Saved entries
BEGIN

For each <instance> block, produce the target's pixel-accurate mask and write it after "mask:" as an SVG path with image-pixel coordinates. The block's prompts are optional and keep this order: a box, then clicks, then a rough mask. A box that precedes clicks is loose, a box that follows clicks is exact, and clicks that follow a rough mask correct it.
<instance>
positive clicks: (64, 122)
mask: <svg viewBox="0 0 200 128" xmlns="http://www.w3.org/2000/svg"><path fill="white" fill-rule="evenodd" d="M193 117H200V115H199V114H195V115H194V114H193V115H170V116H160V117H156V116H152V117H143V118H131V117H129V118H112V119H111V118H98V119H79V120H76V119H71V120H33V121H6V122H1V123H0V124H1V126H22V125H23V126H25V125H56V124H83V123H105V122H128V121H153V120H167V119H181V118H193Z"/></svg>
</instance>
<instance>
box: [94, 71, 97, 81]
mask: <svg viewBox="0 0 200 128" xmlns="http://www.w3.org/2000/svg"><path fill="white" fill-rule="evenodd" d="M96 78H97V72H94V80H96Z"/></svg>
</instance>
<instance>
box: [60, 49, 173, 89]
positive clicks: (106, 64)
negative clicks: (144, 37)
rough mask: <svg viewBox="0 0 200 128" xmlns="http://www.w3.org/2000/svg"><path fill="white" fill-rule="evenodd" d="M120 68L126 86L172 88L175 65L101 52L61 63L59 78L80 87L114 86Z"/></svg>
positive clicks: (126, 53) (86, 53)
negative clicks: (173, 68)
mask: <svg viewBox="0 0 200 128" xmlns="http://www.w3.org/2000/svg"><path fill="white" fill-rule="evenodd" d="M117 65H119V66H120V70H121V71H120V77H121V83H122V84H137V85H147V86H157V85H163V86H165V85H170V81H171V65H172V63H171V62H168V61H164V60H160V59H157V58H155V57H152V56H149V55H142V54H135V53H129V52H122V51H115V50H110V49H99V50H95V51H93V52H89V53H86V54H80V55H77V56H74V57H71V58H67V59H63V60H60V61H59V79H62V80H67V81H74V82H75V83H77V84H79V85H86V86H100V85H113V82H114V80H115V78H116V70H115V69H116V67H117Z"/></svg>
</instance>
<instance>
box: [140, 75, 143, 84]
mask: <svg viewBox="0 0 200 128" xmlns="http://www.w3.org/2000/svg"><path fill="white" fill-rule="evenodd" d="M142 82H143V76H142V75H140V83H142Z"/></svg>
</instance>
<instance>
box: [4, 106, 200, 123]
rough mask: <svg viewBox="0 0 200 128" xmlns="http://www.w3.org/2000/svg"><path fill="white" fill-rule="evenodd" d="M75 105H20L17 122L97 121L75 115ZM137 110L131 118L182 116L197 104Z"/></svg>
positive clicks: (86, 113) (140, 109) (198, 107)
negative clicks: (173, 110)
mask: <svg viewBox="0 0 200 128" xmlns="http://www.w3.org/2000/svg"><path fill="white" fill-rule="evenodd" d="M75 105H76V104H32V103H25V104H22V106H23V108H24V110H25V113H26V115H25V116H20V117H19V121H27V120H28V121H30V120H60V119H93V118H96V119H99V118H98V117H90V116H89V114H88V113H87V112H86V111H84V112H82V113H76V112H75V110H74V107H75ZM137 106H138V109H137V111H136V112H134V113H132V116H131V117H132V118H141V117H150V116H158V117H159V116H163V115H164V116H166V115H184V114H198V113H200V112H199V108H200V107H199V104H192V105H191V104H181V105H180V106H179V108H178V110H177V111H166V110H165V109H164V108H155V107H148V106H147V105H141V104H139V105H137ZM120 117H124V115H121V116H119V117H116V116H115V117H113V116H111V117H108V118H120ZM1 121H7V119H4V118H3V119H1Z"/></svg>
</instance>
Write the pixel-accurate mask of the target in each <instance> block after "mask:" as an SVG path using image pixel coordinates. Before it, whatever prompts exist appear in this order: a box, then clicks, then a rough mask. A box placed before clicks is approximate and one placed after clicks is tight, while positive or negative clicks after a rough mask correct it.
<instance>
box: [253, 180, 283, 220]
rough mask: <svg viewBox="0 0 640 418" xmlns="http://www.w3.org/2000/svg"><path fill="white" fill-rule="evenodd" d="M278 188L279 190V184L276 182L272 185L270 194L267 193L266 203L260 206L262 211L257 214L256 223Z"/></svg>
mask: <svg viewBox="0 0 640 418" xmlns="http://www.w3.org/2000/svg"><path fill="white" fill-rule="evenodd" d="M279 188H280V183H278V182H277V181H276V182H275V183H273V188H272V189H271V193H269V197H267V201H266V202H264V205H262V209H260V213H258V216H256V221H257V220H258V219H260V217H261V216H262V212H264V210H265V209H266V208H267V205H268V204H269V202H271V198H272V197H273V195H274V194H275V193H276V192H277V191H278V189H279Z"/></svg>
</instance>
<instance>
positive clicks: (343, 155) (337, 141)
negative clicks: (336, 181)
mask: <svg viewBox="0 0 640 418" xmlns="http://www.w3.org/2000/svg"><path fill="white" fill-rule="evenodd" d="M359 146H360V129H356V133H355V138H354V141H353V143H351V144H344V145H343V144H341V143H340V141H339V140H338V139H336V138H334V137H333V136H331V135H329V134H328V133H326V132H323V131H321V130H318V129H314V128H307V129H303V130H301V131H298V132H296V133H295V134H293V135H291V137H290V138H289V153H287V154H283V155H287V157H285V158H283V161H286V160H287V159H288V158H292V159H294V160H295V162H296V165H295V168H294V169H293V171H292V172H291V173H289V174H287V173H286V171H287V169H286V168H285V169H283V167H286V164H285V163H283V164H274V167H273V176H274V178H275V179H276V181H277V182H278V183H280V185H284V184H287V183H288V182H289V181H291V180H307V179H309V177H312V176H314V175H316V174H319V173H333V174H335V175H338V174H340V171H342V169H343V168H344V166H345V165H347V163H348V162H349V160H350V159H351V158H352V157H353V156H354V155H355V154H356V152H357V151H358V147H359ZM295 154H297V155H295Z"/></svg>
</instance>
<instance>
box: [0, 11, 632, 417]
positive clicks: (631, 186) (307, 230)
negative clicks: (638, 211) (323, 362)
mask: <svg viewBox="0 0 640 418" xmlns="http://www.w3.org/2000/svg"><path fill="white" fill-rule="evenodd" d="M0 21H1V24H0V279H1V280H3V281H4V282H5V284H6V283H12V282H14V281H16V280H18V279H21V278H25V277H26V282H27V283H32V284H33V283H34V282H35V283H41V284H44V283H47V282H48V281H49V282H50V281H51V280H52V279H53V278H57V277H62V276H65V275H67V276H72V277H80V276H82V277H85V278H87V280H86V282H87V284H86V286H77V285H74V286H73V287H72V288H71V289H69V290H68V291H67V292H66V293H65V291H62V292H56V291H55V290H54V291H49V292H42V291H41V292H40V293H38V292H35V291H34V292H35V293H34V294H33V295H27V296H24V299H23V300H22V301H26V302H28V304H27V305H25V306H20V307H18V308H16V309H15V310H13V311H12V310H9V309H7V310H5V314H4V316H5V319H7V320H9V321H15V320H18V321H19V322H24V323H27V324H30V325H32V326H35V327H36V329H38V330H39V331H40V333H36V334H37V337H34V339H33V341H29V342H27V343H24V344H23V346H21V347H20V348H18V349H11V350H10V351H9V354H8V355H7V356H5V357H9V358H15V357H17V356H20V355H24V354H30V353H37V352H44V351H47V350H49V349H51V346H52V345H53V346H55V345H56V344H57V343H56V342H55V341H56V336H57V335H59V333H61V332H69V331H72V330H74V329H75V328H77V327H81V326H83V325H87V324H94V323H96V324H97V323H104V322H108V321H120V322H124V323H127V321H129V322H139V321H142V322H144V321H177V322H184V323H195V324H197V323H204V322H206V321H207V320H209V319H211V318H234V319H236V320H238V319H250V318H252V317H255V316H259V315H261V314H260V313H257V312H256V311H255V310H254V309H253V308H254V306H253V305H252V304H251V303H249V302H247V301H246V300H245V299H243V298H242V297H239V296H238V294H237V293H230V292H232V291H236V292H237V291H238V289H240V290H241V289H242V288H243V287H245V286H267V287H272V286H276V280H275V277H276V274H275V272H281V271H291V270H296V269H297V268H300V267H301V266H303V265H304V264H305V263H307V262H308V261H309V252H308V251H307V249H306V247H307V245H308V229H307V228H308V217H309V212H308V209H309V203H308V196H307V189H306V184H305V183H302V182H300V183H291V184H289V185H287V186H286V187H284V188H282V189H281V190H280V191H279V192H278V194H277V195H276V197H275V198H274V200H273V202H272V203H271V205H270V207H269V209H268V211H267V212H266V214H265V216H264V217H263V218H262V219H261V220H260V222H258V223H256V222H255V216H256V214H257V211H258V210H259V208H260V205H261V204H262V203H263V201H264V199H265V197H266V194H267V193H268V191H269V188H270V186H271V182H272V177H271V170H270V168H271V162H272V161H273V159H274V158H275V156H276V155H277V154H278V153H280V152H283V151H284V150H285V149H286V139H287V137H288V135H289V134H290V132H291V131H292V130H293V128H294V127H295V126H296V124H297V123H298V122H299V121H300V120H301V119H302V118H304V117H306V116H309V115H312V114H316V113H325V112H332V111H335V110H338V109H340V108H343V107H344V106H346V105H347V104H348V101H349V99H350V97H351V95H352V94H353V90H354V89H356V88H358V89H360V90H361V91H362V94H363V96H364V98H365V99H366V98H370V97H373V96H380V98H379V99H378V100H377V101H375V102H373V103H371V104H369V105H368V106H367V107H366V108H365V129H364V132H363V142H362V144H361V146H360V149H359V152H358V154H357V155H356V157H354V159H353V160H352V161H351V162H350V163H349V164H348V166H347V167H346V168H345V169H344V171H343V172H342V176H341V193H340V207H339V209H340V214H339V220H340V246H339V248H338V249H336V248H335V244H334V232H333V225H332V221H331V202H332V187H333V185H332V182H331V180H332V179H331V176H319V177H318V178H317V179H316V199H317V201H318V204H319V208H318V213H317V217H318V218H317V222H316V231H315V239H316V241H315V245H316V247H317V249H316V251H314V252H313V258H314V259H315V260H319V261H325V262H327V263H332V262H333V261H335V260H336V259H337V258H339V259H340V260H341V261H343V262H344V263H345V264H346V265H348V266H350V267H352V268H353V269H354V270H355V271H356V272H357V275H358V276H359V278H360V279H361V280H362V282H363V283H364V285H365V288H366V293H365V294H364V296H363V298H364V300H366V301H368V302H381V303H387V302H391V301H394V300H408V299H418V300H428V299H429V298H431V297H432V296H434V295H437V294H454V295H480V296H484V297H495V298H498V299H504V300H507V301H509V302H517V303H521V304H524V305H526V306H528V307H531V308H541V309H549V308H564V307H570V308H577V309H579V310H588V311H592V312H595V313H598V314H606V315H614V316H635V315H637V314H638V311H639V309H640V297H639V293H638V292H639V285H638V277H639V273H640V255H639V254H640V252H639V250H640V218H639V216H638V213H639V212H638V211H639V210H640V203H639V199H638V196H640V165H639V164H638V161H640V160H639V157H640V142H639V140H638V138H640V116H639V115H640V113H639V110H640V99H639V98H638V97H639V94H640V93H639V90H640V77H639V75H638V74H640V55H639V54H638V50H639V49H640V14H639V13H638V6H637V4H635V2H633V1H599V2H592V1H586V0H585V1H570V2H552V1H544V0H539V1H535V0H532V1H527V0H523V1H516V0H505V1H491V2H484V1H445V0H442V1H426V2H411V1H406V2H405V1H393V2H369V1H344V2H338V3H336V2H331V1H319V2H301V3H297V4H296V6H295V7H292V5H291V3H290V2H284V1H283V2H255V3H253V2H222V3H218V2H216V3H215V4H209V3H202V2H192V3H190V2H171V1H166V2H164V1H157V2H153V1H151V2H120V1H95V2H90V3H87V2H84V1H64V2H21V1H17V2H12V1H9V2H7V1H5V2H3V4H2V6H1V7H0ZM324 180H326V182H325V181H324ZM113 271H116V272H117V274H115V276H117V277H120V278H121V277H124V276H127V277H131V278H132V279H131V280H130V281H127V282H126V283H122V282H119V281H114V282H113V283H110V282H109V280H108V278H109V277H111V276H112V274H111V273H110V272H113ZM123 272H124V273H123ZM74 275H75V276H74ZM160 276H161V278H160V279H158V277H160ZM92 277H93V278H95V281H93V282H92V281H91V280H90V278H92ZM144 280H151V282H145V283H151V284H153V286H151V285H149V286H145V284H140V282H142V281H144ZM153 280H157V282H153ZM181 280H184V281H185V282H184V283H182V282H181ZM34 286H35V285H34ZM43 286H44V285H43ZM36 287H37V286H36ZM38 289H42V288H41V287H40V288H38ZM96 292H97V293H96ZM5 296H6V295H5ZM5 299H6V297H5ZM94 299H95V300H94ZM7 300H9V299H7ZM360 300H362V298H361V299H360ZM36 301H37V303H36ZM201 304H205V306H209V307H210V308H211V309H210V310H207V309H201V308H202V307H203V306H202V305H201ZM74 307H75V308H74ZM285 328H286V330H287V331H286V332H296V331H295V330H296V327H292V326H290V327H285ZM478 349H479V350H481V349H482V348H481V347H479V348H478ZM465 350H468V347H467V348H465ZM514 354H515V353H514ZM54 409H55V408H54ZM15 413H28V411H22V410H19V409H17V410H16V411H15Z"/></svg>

END

## Task details
Where the data above reaches the line holding "positive clicks: (106, 64)", begin printing, and stop after the line holding "positive clicks: (126, 53) (86, 53)". Each line must be reproduced exactly, with nothing else added.

## Exercise solution
positive clicks: (106, 64)
negative clicks: (144, 37)
rough mask: <svg viewBox="0 0 200 128" xmlns="http://www.w3.org/2000/svg"><path fill="white" fill-rule="evenodd" d="M120 68L126 86L172 88L175 65L101 52L61 63L59 78L80 87L114 86Z"/></svg>
positive clicks: (126, 53) (86, 53)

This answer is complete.